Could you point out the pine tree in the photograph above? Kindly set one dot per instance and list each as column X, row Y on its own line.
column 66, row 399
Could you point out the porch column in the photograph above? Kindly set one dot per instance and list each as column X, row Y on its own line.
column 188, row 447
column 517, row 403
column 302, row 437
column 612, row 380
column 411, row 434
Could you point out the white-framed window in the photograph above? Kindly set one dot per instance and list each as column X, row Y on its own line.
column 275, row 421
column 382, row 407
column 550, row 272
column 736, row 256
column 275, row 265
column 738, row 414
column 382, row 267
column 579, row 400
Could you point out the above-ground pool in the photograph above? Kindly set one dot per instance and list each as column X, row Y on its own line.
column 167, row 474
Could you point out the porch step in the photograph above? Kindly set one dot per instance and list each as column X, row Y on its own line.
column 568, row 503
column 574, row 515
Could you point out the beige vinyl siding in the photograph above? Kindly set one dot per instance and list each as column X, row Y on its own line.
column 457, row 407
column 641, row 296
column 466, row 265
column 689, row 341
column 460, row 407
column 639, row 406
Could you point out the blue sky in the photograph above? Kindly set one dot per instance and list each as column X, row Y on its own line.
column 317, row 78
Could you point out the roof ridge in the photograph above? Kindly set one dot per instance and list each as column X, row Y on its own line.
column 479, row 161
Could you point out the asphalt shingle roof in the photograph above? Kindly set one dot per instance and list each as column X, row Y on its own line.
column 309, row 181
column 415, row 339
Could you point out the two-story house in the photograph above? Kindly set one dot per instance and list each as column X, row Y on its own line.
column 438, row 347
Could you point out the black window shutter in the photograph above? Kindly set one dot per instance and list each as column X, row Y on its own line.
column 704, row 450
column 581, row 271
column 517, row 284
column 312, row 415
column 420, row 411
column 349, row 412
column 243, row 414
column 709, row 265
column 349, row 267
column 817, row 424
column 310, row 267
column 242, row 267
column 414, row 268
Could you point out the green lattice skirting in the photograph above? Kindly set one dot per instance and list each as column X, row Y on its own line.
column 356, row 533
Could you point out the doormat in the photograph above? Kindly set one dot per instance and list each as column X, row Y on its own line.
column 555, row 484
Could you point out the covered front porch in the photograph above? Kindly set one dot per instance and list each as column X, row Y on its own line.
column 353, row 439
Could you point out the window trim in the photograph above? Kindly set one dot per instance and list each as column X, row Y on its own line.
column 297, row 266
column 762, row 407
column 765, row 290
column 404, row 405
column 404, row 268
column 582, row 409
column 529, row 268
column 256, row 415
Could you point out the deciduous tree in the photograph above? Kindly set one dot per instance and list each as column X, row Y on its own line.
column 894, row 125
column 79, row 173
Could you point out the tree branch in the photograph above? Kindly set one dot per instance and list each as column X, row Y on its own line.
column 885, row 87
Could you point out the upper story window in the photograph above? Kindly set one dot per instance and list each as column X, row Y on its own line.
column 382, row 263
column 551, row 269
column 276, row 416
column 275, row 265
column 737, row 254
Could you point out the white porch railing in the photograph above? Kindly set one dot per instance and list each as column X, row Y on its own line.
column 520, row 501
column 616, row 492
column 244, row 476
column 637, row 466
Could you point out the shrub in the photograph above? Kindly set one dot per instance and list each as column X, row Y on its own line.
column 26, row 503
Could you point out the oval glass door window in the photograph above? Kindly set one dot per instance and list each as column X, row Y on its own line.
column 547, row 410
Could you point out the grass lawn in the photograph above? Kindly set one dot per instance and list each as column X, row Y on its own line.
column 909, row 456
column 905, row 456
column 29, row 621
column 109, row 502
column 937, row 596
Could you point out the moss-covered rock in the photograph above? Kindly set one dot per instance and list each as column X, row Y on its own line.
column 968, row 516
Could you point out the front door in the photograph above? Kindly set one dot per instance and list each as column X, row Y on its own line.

### WORK ORDER:
Everything from the line containing "Could you point out the moss-covered" through the final line of the entries is to be written out exactly. No other lines belong in the answer.

### WORKED SOLUTION:
Could you point out the moss-covered rock in the photograph above? Kindly set one dot per instance and list each as column X, row Y on its own line.
column 968, row 516
Could you point out the front door in the photograph above? Kindly set one dot per instance and list each as column X, row Y on its own line.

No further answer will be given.